§ **PASSAGE TO READ**:
Tag Archives: Chippewa

Making Sugar at Sugar Camps

Gathering Sap in Makuks

Gathering Sap in Makuks

When sugar camps were ready (see last post), tree tapping began as soon as the sap started running. Though only experts tapped trees, these could be either men or women, and an individual could make up to 300 tappings a day.

In the Chippewa method of making sugar, workers put down sap dishes in the early morning and gathered them when they were filled. After taking the sap back to camp, workers poured the liquid into kettles or into troughs at the door of the tipi used for making the syrup. Other workers heated the sap in small kettles before pouring it into larger kettles so that all the sap could be heated gradually. The sap in the large kettles would then be boiled until it thickened, which could take all night.

Mrs. Dick Gahbowh Boiling Sap, Mille Lacs, 1925, courtesy University of Minnesota Duluth

Mrs. Dick Gahbowh Boiling Sap, Mille Lacs, 1925, courtesy University of Minnesota Duluth

When it was thick enough, the sap was strained from a full kettle into an empty one through a mat woven of basswood bark. (In later days, burlap was used instead of the mat.) After the kettles were cleaned, the syrup was reheated; women placed small bits of deer tallow in with the syrup to keep the sugar soft. At the proper consistency, the syrup was transferred to a granulating trough and worked with a paddle to make sugar.

§ **STUDY MATERIAL**:
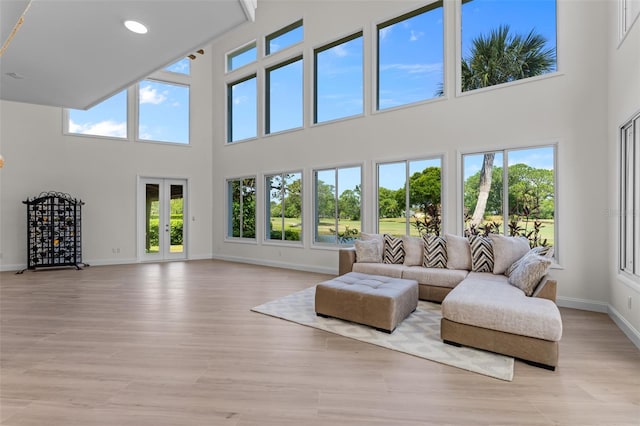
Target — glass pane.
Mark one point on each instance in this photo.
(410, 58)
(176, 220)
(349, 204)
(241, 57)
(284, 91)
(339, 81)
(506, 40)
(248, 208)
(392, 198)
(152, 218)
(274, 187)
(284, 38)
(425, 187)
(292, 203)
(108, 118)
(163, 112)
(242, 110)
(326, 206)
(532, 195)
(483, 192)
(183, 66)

...

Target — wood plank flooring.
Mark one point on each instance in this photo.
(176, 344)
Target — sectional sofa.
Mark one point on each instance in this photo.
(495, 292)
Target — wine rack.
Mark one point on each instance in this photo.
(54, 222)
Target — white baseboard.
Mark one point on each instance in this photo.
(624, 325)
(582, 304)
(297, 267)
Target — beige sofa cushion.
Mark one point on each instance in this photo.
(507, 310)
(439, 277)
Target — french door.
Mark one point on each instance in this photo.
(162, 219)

* * *

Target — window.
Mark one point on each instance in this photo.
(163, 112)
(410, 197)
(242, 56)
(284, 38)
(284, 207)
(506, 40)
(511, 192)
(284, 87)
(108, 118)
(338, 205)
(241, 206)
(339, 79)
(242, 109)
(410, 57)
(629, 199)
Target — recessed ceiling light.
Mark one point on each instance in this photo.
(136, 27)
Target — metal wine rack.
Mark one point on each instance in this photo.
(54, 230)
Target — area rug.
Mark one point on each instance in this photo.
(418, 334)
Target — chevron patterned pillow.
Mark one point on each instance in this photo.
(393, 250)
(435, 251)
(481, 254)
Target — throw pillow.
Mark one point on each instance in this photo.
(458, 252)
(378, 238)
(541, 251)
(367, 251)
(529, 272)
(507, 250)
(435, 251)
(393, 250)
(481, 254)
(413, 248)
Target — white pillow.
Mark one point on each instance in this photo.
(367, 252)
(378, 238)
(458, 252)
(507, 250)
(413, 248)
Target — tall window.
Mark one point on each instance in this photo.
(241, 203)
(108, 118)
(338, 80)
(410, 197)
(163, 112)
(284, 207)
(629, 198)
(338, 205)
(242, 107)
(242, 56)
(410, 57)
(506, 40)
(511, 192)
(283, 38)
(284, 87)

§ **BRIEF 1**: Print the part of the sugar camp passage starting with "Making Sugar at" and going on through "take all night.".
§ **BRIEF 2**:
Answer these questions from the sugar camp passage.
(a) Up to how many tappings could one individual make in a day?
(b) What was used in later days in place of the basswood bark mat?
(c) What did women put in with the syrup to keep the sugar soft?

§ **EXERCISE RESULT 1**:
Making Sugar at Sugar Camps

Gathering Sap in Makuks

Gathering Sap in Makuks

When sugar camps were ready (see last post), tree tapping began as soon as the sap started running. Though only experts tapped trees, these could be either men or women, and an individual could make up to 300 tappings a day.

In the Chippewa method of making sugar, workers put down sap dishes in the early morning and gathered them when they were filled. After taking the sap back to camp, workers poured the liquid into kettles or into troughs at the door of the tipi used for making the syrup. Other workers heated the sap in small kettles before pouring it into larger kettles so that all the sap could be heated gradually. The sap in the large kettles would then be boiled until it thickened, which could take all night.

§ **EXERCISE RESULT 2**:
(a) Up to 300.
(b) Burlap.
(c) Small bits of deer tallow.